▶ 出題内容 1:
下の抜粋のうち、「シンタイの垂直軸だけでなく、水平軸もまた重要です。」から「ようとすると偏差になります。」までを、一字も変えずにもう一度示してください。

▶ 提供抜粋:
╔══

シンタイの垂直軸だけでなく、水平軸もまた重要です。
シンタイの十字がピタリとまぐわうならば、ポカッと身心が喪失、あるいは無限拡大するような、絶妙なシセイがある。



耳の話を少々。
水平軸や副軸において、耳は大事なところです。そして耳の入口の内側の顎関節もまた大事。
スポーツ的運動においてはどうであろうとも、シンタイコウではインパクトの瞬間にグッとアゴを噛み締めるのはダメです。肥田式などでも、キメの瞬間にそのようにしてしまうのはダメだとおもいます。そうして武術や気功などで氣を発しようとすると偏差になります。

頭や首の筋骨や意識のリキミを抜くのには『耳で呼吸』するとよい。『ミミを抜く』のです。

╚══

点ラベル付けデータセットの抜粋
╔══

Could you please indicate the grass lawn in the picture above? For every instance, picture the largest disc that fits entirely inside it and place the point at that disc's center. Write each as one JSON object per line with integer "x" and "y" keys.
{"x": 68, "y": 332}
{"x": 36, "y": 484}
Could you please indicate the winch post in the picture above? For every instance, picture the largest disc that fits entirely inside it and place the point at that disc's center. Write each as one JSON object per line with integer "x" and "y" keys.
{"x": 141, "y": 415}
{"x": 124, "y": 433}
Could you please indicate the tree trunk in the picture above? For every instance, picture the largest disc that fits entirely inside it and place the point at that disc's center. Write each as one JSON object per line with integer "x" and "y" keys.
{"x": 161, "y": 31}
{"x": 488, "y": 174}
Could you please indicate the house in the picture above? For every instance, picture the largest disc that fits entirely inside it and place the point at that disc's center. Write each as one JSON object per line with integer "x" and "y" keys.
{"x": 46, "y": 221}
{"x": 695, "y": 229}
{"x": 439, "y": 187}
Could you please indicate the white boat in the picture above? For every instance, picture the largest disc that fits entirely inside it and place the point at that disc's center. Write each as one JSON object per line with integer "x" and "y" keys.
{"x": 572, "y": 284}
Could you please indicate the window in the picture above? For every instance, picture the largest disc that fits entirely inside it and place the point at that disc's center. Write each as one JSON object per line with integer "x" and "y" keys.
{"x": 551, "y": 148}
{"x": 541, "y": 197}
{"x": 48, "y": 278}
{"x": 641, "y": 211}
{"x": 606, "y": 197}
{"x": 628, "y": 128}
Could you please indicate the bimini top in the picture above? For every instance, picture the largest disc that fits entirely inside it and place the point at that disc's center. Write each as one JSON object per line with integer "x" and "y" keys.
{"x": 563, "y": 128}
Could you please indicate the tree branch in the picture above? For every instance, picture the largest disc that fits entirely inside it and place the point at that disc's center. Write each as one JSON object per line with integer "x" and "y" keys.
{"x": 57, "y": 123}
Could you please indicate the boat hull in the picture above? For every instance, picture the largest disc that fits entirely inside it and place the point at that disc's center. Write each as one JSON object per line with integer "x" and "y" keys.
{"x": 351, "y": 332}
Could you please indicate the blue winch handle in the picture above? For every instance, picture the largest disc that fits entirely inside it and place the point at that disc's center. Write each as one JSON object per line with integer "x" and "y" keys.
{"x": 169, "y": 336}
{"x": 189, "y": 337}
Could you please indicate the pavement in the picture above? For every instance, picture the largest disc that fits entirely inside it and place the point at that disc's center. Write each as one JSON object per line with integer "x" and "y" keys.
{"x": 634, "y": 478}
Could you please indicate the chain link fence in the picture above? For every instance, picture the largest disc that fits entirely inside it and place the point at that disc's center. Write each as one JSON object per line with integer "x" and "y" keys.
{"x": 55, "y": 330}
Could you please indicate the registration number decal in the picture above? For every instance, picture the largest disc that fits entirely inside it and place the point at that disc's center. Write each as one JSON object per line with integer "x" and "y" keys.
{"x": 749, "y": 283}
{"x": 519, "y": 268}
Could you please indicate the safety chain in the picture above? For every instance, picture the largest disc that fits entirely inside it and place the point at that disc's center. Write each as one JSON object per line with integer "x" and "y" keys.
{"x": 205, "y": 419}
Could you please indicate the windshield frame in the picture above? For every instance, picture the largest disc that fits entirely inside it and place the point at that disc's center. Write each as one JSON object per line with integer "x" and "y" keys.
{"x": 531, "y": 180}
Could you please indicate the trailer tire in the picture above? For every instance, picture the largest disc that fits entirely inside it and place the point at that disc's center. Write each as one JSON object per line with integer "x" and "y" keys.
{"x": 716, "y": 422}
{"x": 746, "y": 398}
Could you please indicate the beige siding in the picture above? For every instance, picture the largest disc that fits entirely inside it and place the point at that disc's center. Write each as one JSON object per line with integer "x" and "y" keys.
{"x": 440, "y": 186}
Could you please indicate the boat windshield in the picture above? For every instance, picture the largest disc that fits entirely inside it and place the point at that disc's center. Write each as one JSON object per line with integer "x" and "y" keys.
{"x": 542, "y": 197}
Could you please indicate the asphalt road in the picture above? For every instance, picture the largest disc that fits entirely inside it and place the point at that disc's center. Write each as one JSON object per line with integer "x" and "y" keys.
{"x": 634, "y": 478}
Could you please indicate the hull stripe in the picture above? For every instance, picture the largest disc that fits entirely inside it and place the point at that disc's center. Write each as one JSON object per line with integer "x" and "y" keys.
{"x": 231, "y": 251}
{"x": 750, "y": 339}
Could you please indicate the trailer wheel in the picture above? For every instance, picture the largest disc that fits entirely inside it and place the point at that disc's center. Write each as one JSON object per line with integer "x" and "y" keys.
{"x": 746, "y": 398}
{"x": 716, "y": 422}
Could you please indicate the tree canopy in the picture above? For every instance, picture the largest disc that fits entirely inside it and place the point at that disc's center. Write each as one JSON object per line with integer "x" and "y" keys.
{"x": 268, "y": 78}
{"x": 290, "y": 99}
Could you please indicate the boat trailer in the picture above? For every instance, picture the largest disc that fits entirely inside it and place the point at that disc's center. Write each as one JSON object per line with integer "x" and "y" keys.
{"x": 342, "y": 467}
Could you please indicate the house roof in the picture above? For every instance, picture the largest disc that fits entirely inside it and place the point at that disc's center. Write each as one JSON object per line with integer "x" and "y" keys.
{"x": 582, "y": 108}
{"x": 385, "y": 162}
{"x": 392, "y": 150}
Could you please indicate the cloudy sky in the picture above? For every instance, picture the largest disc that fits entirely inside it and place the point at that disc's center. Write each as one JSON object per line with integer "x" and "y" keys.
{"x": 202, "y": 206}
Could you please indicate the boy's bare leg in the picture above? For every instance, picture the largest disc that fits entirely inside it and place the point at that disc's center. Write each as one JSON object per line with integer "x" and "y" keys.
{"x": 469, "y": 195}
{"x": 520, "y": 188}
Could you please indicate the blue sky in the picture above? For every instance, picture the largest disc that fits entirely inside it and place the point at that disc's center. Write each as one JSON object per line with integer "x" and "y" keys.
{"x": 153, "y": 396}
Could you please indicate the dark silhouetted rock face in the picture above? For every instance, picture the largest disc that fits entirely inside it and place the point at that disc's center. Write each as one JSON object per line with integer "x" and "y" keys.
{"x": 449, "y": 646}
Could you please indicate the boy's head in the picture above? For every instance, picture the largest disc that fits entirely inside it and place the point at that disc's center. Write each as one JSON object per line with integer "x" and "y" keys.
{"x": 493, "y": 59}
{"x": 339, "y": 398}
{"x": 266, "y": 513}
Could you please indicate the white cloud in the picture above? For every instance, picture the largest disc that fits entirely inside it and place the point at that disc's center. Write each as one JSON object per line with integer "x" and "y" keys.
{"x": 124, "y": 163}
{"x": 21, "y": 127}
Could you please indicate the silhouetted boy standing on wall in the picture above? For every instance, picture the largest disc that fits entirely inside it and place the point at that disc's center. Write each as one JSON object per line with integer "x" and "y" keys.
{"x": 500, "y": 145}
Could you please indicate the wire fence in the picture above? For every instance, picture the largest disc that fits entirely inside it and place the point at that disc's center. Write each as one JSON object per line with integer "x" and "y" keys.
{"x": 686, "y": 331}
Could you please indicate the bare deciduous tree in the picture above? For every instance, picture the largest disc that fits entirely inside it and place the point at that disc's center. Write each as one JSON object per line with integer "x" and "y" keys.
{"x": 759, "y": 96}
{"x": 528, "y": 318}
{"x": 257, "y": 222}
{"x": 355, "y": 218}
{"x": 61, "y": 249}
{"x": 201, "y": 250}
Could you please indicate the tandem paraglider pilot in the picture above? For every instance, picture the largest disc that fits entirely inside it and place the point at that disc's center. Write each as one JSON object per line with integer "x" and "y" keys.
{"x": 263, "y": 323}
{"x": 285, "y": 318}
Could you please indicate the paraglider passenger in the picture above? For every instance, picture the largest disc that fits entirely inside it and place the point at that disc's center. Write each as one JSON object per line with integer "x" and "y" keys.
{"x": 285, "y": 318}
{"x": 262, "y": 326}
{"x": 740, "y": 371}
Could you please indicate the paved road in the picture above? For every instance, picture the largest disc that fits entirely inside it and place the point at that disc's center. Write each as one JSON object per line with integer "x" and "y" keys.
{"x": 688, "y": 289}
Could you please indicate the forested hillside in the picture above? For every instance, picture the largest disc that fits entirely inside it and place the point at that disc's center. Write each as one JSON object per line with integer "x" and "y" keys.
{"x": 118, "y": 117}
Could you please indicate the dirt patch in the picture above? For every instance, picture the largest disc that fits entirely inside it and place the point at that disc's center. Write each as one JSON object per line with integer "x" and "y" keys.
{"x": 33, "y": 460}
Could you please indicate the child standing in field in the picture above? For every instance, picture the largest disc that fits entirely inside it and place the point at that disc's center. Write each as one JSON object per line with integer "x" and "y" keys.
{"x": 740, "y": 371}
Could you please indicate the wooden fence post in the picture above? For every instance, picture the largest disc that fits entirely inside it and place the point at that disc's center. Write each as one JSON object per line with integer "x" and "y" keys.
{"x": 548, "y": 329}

╚══

▶ 出題内容 2:
上の記録のうち、文字列「tree」を含む行をすべて、そのままの形で返せ。

▶ 演習の出力 1:
シンタイの垂直軸だけでなく、水平軸もまた重要です。
シンタイの十字がピタリとまぐわうならば、ポカッと身心が喪失、あるいは無限拡大するような、絶妙なシセイがある。



耳の話を少々。
水平軸や副軸において、耳は大事なところです。そして耳の入口の内側の顎関節もまた大事。
スポーツ的運動においてはどうであろうとも、シンタイコウではインパクトの瞬間にグッとアゴを噛み締めるのはダメです。肥田式などでも、キメの瞬間にそのようにしてしまうのはダメだとおもいます。そうして武術や気功などで氣を発しようとすると偏差になります。

▶ 演習の出力 2:
Could you please indicate the tree trunk in the picture above? For every instance, picture the largest disc that fits entirely inside it and place the point at that disc's center. Write each as one JSON object per line with integer "x" and "y" keys.
Could you please indicate the tree branch in the picture above? For every instance, picture the largest disc that fits entirely inside it and place the point at that disc's center. Write each as one JSON object per line with integer "x" and "y" keys.
Could you please indicate the tree canopy in the picture above? For every instance, picture the largest disc that fits entirely inside it and place the point at that disc's center. Write each as one JSON object per line with integer "x" and "y" keys.
Could you please indicate the bare deciduous tree in the picture above? For every instance, picture the largest disc that fits entirely inside it and place the point at that disc's center. Write each as one JSON object per line with integer "x" and "y" keys.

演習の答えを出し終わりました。